Set down exactly the lines running from the line with "Target: sling bag strap" to the end of the listing below, both ends included.

-- Start of Exercise materials --

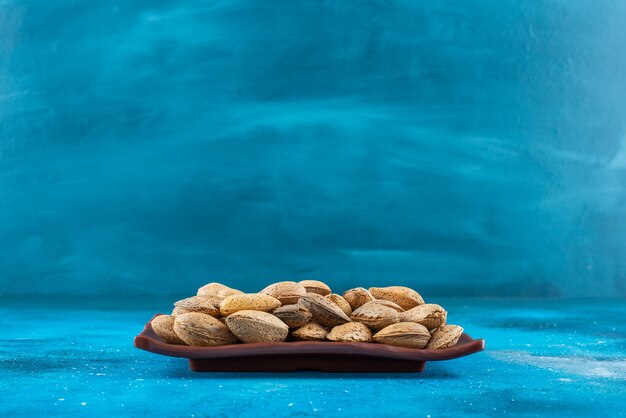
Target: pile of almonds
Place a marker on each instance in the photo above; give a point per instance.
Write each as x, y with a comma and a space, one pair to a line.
307, 311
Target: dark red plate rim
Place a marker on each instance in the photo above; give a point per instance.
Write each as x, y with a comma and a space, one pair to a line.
148, 340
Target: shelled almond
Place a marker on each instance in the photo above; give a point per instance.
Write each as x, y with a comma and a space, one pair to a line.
307, 311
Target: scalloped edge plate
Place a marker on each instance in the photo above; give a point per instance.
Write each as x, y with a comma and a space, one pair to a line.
306, 355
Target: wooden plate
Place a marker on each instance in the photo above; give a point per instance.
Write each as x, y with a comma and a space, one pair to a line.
305, 355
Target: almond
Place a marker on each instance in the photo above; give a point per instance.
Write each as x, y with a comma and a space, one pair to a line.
430, 315
315, 286
163, 325
388, 304
405, 297
404, 334
216, 292
324, 311
293, 315
445, 336
351, 332
287, 292
375, 316
200, 329
257, 327
195, 304
311, 331
357, 297
341, 302
248, 301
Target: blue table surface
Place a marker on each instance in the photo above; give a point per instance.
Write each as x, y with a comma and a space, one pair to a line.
543, 358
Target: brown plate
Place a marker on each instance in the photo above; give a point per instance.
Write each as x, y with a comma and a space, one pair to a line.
305, 355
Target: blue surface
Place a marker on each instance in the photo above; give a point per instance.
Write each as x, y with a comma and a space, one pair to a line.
543, 358
463, 147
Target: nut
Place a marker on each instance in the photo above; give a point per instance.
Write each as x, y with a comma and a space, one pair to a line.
311, 331
195, 304
341, 302
375, 316
250, 301
406, 297
357, 297
293, 315
404, 334
287, 292
388, 304
430, 315
315, 286
351, 332
200, 329
216, 292
324, 311
257, 327
163, 325
445, 336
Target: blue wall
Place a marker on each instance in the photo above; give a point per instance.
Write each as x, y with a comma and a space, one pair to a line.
465, 148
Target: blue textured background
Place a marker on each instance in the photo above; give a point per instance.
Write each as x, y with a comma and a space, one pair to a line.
472, 148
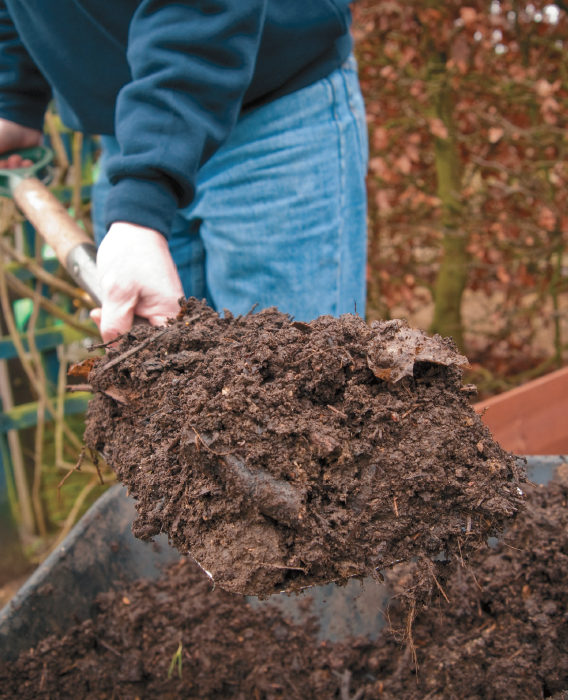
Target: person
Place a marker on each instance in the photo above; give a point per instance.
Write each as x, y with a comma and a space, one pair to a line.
234, 146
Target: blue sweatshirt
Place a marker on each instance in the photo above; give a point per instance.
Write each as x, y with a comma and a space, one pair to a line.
169, 79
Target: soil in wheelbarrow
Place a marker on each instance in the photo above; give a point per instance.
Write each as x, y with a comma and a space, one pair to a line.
502, 636
283, 454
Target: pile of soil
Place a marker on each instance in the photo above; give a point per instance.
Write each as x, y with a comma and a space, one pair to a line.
504, 636
283, 454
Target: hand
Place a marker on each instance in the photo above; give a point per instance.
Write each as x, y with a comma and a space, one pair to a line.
14, 136
137, 276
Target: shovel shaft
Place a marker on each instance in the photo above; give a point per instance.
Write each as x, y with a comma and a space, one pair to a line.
72, 246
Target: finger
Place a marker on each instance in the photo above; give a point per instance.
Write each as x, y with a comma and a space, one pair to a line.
14, 161
96, 317
116, 318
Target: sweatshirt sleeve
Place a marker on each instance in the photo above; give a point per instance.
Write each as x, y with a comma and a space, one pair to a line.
24, 92
191, 63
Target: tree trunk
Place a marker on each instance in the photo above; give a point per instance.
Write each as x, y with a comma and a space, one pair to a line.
452, 275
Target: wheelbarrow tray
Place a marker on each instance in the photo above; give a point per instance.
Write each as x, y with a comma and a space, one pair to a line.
101, 553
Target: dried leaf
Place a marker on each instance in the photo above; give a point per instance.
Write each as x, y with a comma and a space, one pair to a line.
468, 15
438, 128
396, 347
117, 394
495, 133
82, 369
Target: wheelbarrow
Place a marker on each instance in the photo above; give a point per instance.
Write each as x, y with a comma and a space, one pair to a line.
100, 554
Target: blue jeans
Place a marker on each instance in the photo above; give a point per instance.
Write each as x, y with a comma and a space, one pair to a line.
279, 216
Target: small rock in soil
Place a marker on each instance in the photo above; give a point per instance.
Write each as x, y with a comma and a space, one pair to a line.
503, 636
284, 454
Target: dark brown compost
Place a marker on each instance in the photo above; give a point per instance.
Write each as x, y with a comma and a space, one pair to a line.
503, 636
284, 454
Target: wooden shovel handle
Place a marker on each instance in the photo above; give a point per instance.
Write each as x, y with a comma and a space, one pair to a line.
49, 218
73, 248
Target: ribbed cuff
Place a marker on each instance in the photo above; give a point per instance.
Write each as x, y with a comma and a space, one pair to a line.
30, 114
141, 202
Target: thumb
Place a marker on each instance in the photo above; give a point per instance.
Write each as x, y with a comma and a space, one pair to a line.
116, 318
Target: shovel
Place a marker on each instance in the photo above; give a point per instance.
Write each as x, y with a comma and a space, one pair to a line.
74, 249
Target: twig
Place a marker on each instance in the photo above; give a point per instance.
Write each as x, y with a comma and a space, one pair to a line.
108, 646
71, 388
41, 404
70, 520
24, 291
339, 413
7, 206
46, 277
57, 143
134, 350
276, 566
95, 461
320, 352
206, 446
77, 467
77, 174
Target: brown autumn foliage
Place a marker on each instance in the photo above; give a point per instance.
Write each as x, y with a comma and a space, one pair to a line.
468, 122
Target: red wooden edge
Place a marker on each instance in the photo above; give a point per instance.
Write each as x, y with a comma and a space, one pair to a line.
531, 419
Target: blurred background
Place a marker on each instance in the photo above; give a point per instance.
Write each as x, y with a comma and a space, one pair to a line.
467, 111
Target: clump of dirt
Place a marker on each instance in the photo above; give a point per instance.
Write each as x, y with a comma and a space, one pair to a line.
283, 454
504, 636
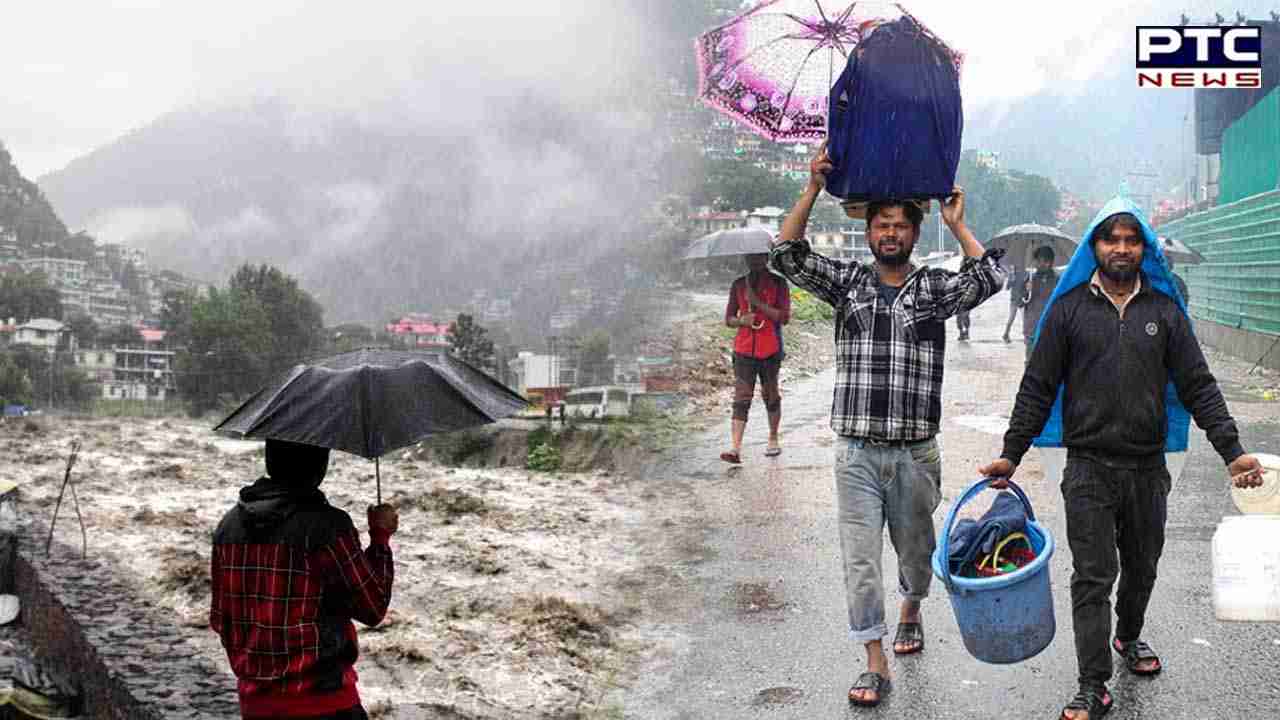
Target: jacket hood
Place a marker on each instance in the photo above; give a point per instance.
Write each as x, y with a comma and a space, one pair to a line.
269, 502
296, 464
1083, 263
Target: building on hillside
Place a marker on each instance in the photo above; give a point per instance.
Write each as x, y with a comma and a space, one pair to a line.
547, 374
59, 270
419, 331
44, 332
131, 373
841, 242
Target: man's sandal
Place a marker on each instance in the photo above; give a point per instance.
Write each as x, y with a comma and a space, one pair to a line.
1134, 654
873, 682
910, 634
1089, 701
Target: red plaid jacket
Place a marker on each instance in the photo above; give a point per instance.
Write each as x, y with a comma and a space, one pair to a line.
288, 577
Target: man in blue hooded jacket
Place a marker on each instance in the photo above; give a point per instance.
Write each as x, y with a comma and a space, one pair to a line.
1114, 341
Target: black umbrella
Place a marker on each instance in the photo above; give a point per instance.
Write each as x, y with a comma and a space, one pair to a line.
1020, 241
371, 401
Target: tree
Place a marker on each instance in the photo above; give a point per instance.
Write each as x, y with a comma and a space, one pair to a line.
350, 336
593, 361
16, 387
83, 328
227, 356
471, 342
53, 378
122, 336
238, 338
736, 185
295, 318
997, 199
28, 295
176, 315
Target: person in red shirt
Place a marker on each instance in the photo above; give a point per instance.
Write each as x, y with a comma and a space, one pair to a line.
759, 304
288, 578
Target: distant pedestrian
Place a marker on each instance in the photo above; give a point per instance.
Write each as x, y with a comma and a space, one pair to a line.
890, 333
288, 578
1040, 287
1111, 342
759, 304
1016, 287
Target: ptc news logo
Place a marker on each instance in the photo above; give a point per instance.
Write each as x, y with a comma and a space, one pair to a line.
1200, 57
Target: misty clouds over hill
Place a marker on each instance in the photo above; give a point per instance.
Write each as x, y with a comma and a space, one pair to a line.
371, 219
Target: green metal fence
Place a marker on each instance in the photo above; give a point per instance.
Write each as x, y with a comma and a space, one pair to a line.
1239, 282
1251, 151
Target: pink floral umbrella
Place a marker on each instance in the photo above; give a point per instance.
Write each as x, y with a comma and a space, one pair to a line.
772, 67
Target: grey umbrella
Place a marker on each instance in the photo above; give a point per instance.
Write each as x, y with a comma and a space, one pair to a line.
726, 244
371, 401
1020, 241
1179, 253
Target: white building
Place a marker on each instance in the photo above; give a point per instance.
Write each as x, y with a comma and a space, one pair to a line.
59, 270
129, 373
768, 217
41, 332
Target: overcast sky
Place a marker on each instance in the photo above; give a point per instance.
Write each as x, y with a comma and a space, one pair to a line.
80, 74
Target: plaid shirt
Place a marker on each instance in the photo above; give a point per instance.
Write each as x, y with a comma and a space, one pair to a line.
888, 359
283, 609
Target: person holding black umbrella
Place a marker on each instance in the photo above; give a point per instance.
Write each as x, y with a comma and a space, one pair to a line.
288, 578
890, 338
759, 304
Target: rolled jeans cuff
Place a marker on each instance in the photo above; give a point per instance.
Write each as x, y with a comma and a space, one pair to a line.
873, 633
917, 596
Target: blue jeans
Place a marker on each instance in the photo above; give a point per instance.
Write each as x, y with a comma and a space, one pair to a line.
899, 486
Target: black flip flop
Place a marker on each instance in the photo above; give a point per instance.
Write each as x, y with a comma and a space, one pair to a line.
909, 633
871, 682
1136, 652
1096, 705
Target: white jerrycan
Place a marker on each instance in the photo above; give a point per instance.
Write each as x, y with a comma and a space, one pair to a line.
1247, 569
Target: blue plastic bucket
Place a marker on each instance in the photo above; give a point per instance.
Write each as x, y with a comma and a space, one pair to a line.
1008, 618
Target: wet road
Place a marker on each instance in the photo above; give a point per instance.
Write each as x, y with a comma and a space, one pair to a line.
758, 605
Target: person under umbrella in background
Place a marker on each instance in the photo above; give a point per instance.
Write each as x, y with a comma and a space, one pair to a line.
759, 304
1040, 287
963, 324
1179, 282
288, 578
1114, 338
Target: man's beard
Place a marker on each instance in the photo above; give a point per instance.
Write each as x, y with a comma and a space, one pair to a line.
1118, 276
900, 258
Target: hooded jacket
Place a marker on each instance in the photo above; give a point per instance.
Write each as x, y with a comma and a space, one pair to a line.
288, 578
1118, 388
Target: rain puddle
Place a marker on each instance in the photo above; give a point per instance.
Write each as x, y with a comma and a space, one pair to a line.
990, 424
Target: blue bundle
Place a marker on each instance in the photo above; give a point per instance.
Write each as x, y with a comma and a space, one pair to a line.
896, 117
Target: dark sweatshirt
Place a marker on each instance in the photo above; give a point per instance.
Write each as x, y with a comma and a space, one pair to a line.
1115, 372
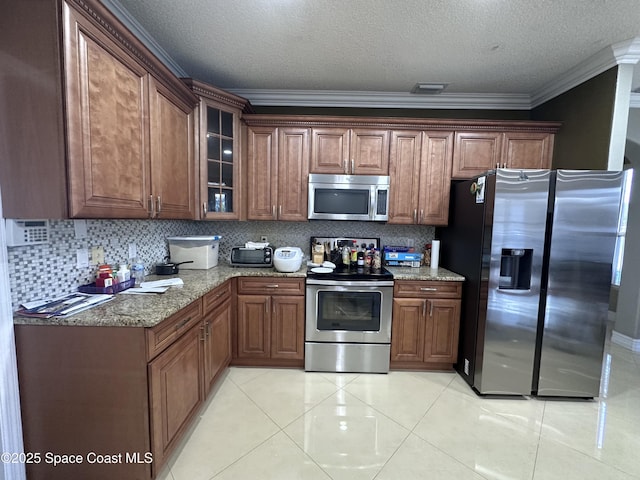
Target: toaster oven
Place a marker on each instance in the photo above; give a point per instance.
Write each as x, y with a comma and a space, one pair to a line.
251, 257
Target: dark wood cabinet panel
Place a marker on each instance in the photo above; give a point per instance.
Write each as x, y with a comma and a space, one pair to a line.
407, 332
254, 326
426, 324
287, 328
175, 391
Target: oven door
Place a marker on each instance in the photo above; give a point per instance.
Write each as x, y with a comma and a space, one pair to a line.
349, 311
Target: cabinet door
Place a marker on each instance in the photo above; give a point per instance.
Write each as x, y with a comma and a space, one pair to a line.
329, 150
527, 150
254, 326
435, 178
175, 391
475, 153
293, 173
408, 329
369, 150
172, 158
220, 185
107, 110
404, 172
217, 353
442, 330
261, 173
287, 332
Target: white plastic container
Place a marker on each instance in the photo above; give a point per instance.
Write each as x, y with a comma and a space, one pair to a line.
202, 250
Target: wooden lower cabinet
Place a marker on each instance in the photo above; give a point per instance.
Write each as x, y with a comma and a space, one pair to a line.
120, 390
426, 324
175, 391
270, 322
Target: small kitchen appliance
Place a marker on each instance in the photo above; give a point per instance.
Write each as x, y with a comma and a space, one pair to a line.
287, 259
243, 256
349, 197
198, 252
536, 248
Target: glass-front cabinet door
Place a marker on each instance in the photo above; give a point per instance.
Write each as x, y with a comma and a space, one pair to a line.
221, 158
219, 152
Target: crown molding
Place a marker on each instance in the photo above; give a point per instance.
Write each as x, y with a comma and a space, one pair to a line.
359, 99
619, 53
138, 30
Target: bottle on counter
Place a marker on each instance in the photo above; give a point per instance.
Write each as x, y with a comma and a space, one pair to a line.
346, 255
137, 271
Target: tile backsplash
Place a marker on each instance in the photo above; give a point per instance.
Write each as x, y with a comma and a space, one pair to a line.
50, 270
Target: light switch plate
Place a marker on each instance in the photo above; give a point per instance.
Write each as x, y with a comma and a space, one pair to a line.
97, 255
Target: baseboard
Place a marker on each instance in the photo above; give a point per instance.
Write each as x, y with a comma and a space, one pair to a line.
629, 343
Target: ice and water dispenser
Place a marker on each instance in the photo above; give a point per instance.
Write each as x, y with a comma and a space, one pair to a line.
515, 269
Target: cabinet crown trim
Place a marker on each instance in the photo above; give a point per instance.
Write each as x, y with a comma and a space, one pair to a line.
401, 123
112, 26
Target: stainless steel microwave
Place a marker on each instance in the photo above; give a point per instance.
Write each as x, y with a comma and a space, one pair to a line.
348, 197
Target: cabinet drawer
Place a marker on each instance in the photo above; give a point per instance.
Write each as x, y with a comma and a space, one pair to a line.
216, 296
166, 332
271, 286
431, 289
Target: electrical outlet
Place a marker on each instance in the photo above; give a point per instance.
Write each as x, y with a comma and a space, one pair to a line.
97, 255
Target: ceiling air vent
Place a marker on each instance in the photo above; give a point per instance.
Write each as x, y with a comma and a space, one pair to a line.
428, 88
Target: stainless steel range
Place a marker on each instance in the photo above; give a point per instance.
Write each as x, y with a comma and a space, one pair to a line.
348, 312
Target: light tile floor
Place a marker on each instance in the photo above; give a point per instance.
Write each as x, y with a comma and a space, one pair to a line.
287, 424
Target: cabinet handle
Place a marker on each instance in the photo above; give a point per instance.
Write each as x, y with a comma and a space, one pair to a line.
152, 207
183, 323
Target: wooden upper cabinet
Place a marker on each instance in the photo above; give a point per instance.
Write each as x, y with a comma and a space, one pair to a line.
329, 150
261, 173
293, 173
107, 107
218, 132
343, 151
277, 173
527, 150
369, 151
475, 153
172, 156
435, 178
404, 170
420, 171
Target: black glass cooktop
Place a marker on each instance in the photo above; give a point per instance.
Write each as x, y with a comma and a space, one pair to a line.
342, 272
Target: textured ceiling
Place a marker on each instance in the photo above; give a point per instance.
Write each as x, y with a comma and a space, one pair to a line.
477, 46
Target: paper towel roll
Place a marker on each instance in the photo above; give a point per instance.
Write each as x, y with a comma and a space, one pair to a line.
435, 254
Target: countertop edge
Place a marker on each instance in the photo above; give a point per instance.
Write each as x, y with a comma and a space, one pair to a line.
149, 310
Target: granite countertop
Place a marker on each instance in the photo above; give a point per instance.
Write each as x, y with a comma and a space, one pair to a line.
149, 310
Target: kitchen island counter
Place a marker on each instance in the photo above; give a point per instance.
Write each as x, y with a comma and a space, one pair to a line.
425, 273
149, 310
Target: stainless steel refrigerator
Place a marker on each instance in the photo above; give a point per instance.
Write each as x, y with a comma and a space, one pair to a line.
536, 248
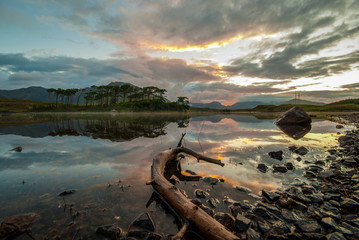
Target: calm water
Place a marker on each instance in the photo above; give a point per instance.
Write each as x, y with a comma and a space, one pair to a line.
107, 159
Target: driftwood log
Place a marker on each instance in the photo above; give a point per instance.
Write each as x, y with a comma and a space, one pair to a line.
190, 214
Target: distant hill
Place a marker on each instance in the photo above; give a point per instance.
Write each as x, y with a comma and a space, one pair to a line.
347, 101
38, 94
303, 102
213, 105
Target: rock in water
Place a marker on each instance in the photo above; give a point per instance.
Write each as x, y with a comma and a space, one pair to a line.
16, 149
295, 116
14, 225
295, 123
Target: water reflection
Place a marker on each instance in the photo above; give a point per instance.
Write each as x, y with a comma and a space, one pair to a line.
107, 159
295, 131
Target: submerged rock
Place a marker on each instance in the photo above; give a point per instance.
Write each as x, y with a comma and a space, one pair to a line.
276, 155
262, 167
14, 225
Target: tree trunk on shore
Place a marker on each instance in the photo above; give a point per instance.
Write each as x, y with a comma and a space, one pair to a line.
189, 212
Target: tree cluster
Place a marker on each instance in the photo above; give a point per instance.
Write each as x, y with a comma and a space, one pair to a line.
126, 95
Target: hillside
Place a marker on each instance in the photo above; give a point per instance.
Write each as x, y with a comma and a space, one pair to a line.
38, 94
347, 101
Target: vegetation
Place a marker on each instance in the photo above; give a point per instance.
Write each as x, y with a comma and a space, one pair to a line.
124, 97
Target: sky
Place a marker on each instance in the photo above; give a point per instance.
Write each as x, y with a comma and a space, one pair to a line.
206, 50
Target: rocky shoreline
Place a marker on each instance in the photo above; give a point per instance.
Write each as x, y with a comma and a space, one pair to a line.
325, 208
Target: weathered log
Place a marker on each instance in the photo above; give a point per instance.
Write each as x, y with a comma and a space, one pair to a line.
200, 220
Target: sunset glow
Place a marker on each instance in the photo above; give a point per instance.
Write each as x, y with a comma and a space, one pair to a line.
208, 50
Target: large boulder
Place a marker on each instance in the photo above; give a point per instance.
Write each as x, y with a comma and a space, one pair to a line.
294, 116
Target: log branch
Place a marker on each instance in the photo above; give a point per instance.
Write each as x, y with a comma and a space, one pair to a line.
205, 224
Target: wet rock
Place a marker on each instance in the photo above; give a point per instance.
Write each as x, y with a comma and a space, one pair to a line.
17, 149
326, 174
351, 228
313, 236
210, 180
67, 192
289, 166
190, 172
276, 155
329, 222
294, 116
262, 167
310, 174
261, 212
200, 193
308, 226
243, 189
271, 208
254, 196
345, 141
289, 216
301, 151
143, 223
214, 202
349, 205
343, 230
14, 225
316, 198
335, 236
252, 234
279, 168
235, 209
110, 231
242, 223
270, 196
226, 220
329, 207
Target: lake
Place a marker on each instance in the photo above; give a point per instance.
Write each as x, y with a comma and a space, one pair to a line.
106, 159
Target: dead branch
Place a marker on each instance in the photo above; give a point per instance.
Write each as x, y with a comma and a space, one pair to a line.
200, 220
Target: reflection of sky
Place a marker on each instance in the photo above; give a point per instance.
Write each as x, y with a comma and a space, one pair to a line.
50, 165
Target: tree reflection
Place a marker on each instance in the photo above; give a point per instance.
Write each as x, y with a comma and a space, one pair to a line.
116, 130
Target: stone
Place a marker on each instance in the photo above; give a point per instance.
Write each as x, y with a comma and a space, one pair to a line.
329, 207
294, 116
289, 166
243, 189
310, 174
261, 212
262, 167
345, 141
271, 208
335, 236
252, 235
329, 222
67, 192
242, 223
350, 205
235, 210
279, 168
301, 151
110, 231
289, 216
214, 202
254, 196
226, 220
210, 180
17, 149
13, 225
308, 226
200, 193
270, 196
276, 155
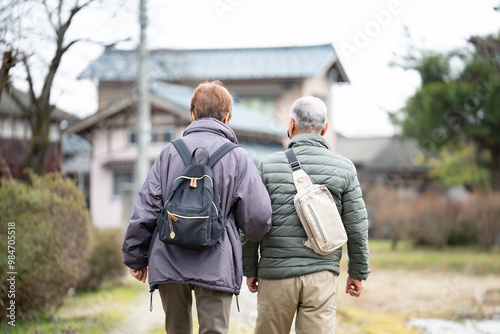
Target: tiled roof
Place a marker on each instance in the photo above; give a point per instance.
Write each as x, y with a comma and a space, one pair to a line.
223, 64
382, 153
244, 121
243, 118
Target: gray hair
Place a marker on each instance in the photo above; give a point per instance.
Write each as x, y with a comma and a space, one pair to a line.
309, 114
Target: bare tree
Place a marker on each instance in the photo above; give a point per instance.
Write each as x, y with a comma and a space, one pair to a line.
58, 17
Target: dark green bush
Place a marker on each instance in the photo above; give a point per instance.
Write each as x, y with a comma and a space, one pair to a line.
52, 229
105, 262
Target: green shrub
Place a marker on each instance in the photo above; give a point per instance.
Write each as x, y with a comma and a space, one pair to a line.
105, 262
52, 229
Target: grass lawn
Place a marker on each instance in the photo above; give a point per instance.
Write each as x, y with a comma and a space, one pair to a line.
467, 259
89, 312
102, 311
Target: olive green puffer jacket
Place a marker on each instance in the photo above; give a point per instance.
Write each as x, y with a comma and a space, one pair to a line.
282, 254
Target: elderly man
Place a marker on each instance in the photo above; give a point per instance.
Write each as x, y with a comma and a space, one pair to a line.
289, 277
214, 273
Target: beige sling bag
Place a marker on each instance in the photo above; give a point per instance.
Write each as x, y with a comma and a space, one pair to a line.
317, 211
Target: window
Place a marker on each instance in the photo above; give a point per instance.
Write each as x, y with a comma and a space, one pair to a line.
159, 135
265, 105
119, 179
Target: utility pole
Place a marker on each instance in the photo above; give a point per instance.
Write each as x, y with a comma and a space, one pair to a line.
142, 164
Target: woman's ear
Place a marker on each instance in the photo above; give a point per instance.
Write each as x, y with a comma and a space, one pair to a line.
226, 119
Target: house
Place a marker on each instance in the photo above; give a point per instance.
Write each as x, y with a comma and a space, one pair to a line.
264, 82
15, 135
390, 161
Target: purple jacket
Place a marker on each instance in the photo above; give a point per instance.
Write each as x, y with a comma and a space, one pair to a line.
244, 200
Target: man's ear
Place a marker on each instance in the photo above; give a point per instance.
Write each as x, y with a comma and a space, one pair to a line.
292, 127
325, 129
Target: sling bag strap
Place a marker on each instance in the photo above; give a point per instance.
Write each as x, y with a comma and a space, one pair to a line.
300, 178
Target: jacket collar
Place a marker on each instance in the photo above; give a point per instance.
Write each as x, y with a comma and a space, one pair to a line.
309, 139
211, 125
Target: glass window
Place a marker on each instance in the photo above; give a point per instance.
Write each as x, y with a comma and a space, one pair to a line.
159, 135
120, 178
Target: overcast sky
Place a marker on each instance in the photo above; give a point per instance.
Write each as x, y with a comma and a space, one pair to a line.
366, 34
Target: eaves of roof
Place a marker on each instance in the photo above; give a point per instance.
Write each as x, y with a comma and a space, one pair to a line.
222, 64
176, 99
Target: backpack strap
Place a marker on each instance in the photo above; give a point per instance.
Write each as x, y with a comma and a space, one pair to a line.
180, 146
222, 151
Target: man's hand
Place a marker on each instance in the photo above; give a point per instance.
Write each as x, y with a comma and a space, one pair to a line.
354, 287
140, 274
253, 284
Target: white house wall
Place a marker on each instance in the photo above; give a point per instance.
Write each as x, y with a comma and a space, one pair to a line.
110, 146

-- End of Exercise materials --

■ **The response**
Target: sling bag strap
Place a marker on each instance in the photo above; give a point per instance.
Write each as x, y with a comma and a space, one pair to a line.
300, 178
Target: jacket collar
Place a marker on each instance in the photo above; give a point per instance.
Write each as x, y with a comma and a space, one pair to a line.
309, 139
211, 125
Target: glass window
Place a marker on each instance in the photo above; give a point per instance.
Write each as x, y with a comma and a space, one pair to a line.
159, 135
120, 178
Target: overcast sky
Place a marker on each instance in the photo above; give a point per instance.
Write each as x, y with a comma and a space, one pair to a line.
366, 34
Target: eaves of roof
Place a marker on each instance in the photo above; give a point per instance.
Write each as x, y with a comma and a space, one pair to a line.
222, 64
176, 99
Target: backpack strap
Place a marker on each instance in the photo above; give a point per instance.
Write each as x, y with a comma and a space, one pair to a line.
180, 146
222, 151
Target: man's hand
Place a marker on each instance in the photo above; give a point per instance.
Write each as x, y with a comma and a space, one pair to a line.
354, 287
140, 274
253, 284
Target: white house wall
Place a marker on each instance in the photo above; give a point per instance.
Write each as x, y with a comma and a space, one pair to a line.
110, 146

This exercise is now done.